(Location labeling records)
-*-*-
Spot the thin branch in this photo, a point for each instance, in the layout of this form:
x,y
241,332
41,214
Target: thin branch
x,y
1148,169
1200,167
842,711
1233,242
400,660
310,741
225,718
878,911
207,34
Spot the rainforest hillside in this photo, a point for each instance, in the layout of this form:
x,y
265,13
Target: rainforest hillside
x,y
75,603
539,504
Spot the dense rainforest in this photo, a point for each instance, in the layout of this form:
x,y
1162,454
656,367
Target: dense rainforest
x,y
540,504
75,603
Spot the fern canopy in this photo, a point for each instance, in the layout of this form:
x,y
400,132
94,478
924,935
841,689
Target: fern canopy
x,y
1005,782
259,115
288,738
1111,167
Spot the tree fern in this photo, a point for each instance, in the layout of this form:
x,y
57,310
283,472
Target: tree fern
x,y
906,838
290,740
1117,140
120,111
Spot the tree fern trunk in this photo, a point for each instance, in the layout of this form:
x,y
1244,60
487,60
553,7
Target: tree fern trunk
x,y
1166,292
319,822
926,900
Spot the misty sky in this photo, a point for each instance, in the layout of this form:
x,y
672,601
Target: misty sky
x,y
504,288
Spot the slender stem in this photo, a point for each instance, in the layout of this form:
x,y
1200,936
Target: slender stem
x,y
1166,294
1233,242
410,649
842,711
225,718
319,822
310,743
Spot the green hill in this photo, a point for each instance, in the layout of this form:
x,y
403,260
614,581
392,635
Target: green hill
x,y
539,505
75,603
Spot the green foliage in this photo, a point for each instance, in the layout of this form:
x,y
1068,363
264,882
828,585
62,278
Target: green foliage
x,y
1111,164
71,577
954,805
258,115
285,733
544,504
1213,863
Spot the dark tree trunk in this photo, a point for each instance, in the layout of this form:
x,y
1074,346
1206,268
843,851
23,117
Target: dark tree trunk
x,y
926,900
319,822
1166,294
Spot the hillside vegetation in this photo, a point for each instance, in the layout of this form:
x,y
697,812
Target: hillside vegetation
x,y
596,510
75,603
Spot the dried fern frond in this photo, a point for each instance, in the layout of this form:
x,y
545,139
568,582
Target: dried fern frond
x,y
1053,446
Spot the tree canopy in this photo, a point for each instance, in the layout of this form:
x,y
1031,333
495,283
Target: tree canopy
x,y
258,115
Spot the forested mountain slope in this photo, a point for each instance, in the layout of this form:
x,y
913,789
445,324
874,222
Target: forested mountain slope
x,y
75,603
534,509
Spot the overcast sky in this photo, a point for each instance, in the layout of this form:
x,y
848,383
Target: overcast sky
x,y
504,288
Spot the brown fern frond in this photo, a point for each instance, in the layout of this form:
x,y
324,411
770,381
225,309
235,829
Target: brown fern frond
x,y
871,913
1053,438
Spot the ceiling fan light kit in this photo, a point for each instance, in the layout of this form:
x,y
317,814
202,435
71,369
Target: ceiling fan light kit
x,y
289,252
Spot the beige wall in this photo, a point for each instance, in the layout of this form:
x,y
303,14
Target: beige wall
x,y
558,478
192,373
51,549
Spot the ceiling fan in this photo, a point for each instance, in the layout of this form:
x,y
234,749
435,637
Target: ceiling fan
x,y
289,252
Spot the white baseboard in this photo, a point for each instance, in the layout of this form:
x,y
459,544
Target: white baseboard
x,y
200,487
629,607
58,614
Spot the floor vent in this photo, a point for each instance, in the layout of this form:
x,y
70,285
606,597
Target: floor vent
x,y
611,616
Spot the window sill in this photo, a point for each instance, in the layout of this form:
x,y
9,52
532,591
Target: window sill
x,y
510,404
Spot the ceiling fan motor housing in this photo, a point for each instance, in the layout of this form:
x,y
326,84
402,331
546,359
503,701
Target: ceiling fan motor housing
-*-*-
• PROMPT:
Retype exactly the lines from the one containing "Spot the overcast" through the last line of the records above, including both.

• RESULT:
Spot the overcast sky in this photo, a point for each instance, in the layout of this form:
x,y
848,383
Target: overcast sky
x,y
504,288
Spot the brown fern frond in this photo, a point for each instance, in the layout of this form:
x,y
324,411
770,381
225,309
235,829
Target: brown fern frond
x,y
871,913
1053,438
Spot the ceiling fan light kit in this photo, a point for each instance, in the layout of this form:
x,y
317,814
202,435
71,369
Target: ceiling fan light kit
x,y
289,252
Spot the beige wall in this photo, a point for each instance, in the layout of this form:
x,y
303,14
Target: beige wall
x,y
558,478
192,373
51,549
Spot the ceiling fan in this photo, a point for each instance, in the layout of this form:
x,y
234,749
435,637
Target: ceiling fan
x,y
289,252
Spot the white baseboard in this photo, a point for each instance, in the layout of this form:
x,y
459,544
Target: white baseboard
x,y
200,487
629,607
58,614
Spot the floor vent in this photo, a point for each instance, in the layout of this form:
x,y
70,285
606,597
Target: floor vent
x,y
611,616
Spot the window sill in this photo, a point for each instance, in the layout of this form:
x,y
9,52
532,591
Target: window sill
x,y
510,404
Spot the ceiling fan motor housing in this photo, a point for each instance, in the layout of this form:
x,y
326,84
402,331
546,359
503,701
Target: ceiling fan motor housing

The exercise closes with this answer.